→ **WHAT THE TASK REQUIRES**:
Taking the listing below, restate word for word each line from the line with "Set a pin on every instance of the black vintage" to the line with "target | chrome horn", ends included, and stop there.
BEGIN DATA FOR THIS EXERCISE
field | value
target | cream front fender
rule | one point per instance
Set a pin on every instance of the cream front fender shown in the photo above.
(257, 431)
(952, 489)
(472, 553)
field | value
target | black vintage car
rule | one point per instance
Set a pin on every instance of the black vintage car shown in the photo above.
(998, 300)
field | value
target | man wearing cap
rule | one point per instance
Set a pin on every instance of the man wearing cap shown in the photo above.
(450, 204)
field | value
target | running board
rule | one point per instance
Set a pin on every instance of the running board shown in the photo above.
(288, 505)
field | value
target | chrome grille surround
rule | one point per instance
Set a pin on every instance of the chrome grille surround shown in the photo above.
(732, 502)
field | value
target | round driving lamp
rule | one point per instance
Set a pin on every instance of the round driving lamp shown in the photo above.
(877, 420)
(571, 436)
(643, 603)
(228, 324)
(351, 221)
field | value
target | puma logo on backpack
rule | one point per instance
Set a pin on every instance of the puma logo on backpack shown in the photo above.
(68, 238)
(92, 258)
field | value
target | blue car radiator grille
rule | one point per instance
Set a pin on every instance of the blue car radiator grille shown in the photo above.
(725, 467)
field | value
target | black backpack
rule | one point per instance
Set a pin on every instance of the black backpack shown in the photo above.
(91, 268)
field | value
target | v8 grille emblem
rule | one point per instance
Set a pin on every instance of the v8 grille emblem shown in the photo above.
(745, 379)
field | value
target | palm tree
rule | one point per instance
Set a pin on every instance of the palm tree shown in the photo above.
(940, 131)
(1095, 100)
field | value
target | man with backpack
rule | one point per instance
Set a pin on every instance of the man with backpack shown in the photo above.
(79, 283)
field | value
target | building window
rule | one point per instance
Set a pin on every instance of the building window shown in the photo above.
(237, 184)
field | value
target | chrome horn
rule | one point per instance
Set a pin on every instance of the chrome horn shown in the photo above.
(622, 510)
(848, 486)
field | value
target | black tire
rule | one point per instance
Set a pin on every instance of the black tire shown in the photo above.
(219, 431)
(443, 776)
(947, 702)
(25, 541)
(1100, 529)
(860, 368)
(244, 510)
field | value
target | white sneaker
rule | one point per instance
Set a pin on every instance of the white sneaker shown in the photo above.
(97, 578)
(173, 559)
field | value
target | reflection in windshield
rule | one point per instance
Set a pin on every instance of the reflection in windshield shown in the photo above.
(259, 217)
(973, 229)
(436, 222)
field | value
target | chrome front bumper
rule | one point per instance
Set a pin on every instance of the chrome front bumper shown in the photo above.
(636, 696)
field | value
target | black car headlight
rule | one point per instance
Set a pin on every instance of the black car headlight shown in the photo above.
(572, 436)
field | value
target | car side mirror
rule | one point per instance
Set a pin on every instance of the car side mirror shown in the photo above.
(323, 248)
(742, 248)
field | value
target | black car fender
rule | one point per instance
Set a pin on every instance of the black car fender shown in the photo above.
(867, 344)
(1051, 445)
END DATA FOR THIS EXERCISE
→ **TASK OUTPUT**:
Set a pin on every instance of the black vintage car shown in the photo above.
(998, 300)
field | value
target | man wearing cap
rule | one point per instance
Set a pin on every instance of the man wearing cap shown in the photo above.
(450, 204)
field | value
target | running board
rule | one point per instance
Set a pin on every instance of the running board shown in the photo above.
(288, 505)
field | value
target | chrome grille surround
rule | one point per instance
Set a pin on every instance of the chrome grille surround shown in the photo above.
(732, 502)
field | value
target | round driving lamp
rule | one point per instance
Set a pin on every instance of the round driving lamp shown in the photo above.
(877, 420)
(571, 436)
(643, 603)
(228, 324)
(351, 221)
field | value
target | puma logo on backpack
rule | one point per instance
Set a pin on every instance of the puma logo on backpack shown in the photo above.
(68, 238)
(92, 258)
field | value
target | blue car radiator grille
rule | one point per instance
Set a pin on every instance of the blue car radiator grille shown in the photo above.
(725, 467)
field | value
target | black backpack
rule | one point per instance
Set a pin on every instance of the black backpack shown in the photo above.
(91, 268)
field | value
target | v8 grille emblem
rule | one point per instance
Set a pin on every instance of the v8 grille emblem shown in the photo above.
(745, 379)
field | value
target | palm tree
rule | one point per instance
Set a pin on every instance of the palm tree shown in the photo above.
(940, 131)
(1095, 100)
field | value
target | man with backpack
rule | one point per instance
Set a pin on every instance of the man with backpack shown in the photo above.
(79, 283)
field | value
target | building window
rule | one point per instance
Set a pin on every instance of the building window shown in the photo above.
(237, 184)
field | value
target | chrome horn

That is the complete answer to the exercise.